What you need to do> Show in full every line of the items below that contains the word "roof".
_____
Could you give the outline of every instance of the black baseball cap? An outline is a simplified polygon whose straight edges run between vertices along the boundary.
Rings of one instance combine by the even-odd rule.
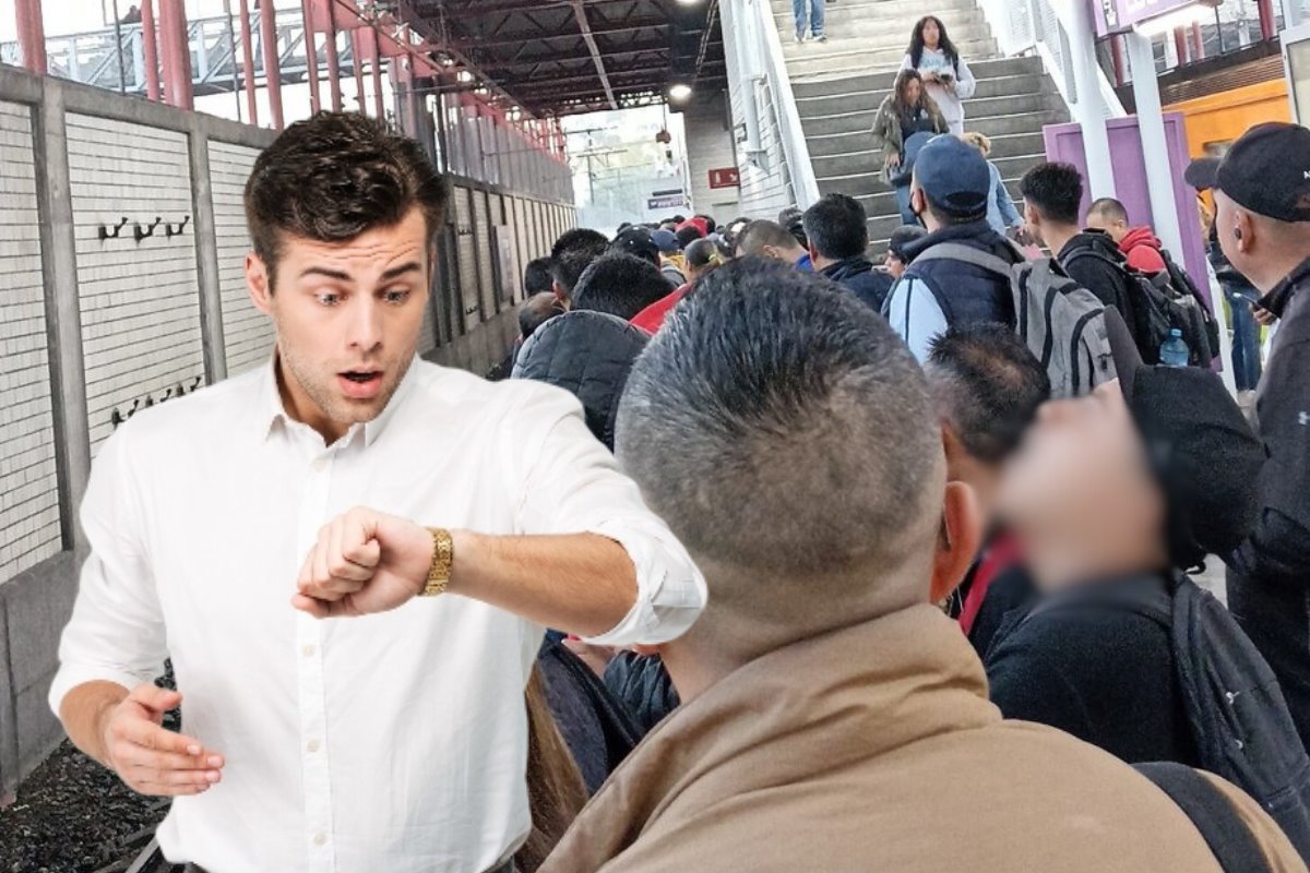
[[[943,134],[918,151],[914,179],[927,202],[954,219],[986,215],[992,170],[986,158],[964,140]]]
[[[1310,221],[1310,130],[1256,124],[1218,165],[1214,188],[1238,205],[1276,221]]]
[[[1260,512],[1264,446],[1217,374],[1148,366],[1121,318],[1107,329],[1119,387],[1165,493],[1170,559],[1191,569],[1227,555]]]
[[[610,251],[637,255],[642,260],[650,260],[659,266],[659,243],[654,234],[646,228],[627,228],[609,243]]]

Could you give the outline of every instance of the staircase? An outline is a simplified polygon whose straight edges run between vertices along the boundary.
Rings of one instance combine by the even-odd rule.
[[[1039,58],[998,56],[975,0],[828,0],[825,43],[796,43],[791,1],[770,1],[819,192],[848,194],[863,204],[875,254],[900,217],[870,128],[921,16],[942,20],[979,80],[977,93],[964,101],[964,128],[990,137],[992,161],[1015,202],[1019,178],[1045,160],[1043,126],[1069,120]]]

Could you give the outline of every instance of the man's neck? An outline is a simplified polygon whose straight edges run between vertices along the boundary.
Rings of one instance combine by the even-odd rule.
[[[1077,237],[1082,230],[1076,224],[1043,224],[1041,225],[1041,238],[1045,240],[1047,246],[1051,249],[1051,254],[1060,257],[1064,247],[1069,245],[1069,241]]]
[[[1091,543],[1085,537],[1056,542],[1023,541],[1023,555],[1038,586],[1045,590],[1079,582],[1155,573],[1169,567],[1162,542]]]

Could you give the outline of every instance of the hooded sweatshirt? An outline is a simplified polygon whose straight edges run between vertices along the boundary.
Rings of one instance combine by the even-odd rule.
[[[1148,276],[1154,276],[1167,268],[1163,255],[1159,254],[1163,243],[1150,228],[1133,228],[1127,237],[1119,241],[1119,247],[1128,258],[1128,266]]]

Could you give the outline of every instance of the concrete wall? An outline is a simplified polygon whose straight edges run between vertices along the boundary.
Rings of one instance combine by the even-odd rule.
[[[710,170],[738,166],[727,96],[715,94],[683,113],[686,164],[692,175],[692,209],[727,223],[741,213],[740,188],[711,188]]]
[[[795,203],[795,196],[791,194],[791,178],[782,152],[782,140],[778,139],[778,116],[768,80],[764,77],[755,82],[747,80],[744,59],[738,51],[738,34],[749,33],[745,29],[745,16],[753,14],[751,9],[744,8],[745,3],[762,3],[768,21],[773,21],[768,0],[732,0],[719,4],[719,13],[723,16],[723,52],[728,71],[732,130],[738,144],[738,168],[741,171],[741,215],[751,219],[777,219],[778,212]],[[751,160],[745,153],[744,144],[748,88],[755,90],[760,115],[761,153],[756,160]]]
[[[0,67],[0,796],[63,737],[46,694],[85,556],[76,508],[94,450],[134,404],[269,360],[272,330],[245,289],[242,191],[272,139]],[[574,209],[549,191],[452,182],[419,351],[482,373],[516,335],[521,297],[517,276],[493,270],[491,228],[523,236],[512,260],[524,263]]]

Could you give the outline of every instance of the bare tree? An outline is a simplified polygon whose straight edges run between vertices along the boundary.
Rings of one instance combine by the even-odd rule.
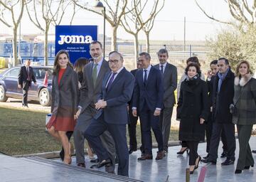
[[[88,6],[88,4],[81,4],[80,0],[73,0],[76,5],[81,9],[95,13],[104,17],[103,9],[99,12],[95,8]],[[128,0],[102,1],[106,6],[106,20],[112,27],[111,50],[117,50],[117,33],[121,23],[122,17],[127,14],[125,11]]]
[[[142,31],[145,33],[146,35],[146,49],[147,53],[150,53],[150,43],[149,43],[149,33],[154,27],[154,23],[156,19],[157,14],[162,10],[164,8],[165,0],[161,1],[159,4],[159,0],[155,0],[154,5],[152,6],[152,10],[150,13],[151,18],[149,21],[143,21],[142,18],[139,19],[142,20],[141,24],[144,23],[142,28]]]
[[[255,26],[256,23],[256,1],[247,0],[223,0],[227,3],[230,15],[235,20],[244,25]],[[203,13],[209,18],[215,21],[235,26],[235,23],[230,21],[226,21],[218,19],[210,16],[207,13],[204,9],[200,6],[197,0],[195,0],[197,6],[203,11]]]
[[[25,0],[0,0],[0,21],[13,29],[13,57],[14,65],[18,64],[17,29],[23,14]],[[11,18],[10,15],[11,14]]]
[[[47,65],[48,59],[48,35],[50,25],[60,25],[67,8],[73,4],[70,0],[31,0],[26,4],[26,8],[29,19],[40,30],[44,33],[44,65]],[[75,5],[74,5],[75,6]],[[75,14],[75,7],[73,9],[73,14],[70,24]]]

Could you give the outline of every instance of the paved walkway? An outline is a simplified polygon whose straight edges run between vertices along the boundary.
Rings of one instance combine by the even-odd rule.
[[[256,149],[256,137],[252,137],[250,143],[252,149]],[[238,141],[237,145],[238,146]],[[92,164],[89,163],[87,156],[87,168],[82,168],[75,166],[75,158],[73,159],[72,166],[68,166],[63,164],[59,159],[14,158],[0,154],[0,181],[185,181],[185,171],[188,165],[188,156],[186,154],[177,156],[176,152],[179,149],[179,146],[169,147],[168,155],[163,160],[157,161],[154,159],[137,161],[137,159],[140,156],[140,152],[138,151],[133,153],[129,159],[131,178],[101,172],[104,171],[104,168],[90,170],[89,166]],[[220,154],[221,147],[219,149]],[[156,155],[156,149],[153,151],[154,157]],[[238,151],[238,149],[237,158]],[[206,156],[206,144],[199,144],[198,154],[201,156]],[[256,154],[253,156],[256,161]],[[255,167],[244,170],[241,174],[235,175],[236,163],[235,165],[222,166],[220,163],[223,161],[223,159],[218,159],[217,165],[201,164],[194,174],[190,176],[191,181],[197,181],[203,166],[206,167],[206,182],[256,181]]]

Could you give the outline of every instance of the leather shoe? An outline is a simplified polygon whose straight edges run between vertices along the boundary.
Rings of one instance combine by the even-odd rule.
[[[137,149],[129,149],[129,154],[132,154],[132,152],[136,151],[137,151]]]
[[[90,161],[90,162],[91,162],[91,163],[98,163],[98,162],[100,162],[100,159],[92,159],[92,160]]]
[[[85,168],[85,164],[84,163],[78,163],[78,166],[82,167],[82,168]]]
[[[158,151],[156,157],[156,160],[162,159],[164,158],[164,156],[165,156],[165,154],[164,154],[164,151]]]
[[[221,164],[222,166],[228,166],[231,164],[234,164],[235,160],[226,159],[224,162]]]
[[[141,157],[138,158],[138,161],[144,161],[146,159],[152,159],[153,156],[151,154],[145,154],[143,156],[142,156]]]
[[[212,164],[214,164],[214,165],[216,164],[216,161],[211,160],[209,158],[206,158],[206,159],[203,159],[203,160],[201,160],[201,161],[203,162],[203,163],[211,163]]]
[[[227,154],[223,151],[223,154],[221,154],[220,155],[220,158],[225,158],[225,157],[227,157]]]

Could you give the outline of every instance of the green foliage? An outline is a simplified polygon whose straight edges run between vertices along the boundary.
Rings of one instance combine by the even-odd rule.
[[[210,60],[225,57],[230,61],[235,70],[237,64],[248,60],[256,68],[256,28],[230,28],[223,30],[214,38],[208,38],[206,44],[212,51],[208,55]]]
_____
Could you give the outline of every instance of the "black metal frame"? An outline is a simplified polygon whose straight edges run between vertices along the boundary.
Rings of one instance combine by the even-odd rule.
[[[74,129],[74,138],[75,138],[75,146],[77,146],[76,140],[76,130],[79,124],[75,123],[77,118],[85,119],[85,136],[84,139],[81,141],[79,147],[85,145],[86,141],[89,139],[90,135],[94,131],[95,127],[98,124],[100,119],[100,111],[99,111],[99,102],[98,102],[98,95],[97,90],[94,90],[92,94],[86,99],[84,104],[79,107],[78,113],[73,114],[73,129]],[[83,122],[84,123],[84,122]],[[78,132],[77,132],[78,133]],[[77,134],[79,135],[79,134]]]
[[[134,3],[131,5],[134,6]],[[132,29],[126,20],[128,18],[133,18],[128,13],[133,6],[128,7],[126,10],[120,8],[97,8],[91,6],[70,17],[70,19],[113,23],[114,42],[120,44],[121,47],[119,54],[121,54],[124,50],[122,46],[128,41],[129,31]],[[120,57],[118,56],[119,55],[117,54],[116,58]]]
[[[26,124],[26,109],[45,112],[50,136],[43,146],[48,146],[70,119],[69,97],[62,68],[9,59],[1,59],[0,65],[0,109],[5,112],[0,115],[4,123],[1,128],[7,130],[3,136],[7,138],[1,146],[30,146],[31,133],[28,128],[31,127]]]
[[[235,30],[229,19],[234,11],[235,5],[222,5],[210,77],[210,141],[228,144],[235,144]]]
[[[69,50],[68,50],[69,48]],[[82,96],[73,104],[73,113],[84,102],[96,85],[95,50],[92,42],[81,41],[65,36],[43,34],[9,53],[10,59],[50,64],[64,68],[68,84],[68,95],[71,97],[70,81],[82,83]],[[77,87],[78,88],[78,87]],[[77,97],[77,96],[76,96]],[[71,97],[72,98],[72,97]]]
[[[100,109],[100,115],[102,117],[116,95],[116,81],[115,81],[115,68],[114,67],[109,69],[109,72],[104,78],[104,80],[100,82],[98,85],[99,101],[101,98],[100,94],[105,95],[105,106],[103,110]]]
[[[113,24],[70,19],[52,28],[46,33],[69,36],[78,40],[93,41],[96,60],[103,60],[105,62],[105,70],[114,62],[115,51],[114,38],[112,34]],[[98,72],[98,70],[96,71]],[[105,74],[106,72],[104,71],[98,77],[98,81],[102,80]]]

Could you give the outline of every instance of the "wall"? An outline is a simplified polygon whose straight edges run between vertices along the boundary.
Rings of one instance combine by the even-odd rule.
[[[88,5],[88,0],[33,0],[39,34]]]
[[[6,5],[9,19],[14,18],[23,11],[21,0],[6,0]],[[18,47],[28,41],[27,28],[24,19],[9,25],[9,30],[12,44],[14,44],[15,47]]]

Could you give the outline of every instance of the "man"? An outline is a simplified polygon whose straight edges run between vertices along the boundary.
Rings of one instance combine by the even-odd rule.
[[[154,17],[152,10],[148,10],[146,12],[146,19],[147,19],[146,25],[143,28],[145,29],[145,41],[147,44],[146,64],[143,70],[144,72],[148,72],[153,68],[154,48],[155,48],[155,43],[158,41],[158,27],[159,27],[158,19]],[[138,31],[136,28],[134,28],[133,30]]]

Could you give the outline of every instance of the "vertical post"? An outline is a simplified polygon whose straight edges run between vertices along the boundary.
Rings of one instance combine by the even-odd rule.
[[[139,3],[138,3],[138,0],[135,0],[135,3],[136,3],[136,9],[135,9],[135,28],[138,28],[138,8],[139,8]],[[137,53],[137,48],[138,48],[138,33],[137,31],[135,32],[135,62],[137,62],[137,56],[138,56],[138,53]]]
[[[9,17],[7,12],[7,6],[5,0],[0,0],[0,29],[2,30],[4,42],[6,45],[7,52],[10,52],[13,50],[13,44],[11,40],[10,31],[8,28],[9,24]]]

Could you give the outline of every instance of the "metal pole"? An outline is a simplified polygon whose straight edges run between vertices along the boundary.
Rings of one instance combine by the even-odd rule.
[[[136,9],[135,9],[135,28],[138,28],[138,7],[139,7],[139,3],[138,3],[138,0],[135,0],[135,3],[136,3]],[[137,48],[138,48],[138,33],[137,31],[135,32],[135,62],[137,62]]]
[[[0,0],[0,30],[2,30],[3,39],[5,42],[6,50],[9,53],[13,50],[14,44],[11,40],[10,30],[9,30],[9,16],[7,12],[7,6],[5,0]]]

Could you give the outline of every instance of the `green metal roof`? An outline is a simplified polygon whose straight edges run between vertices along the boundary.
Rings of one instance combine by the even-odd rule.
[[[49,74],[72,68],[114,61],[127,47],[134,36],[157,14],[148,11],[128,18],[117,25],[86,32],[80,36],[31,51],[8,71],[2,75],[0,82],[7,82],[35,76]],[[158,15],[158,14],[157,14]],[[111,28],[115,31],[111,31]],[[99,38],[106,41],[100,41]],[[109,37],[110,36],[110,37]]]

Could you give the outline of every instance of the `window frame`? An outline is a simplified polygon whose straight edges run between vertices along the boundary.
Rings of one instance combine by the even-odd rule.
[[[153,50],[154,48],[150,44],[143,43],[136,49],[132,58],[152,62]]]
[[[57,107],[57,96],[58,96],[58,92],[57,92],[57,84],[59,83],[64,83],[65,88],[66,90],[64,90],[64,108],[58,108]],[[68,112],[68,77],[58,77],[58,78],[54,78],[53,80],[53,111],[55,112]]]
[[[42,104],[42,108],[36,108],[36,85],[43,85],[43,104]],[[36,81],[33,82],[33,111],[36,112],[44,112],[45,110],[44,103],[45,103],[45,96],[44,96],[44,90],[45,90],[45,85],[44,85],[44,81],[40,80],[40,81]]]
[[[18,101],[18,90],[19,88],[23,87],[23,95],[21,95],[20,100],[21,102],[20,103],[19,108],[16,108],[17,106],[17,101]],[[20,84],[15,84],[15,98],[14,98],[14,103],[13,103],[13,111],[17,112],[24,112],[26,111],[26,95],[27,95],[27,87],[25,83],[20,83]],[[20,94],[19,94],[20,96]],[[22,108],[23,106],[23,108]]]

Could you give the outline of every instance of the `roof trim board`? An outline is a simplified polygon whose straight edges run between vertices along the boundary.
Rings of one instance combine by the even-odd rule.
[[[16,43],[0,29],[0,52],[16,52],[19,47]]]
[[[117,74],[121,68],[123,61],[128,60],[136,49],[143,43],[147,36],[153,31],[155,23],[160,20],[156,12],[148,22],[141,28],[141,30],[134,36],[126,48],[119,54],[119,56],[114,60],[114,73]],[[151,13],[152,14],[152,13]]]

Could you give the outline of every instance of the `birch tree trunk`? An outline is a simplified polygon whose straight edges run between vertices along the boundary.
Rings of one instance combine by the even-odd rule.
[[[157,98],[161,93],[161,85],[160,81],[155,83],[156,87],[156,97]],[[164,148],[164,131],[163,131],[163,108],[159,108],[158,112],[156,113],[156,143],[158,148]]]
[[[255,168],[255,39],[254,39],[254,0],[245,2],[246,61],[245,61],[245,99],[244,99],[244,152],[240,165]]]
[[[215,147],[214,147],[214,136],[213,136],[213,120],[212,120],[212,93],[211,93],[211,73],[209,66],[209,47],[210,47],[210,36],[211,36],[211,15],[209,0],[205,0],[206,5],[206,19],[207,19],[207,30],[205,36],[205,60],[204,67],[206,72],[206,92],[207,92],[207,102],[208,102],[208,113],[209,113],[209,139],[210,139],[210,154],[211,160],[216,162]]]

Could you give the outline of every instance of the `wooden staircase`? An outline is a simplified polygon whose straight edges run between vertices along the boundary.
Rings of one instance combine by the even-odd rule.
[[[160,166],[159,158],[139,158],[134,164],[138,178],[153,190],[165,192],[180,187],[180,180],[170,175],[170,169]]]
_____
Response below>
Could you give the outline of every instance of the `green metal roof`? An outline is a simplified polygon whose straight edges run between vertices along the boundary.
Could you give the outline of every instance of the `roof trim board`? An outline is a simplified polygon whose straight edges run between vertices along the boundary.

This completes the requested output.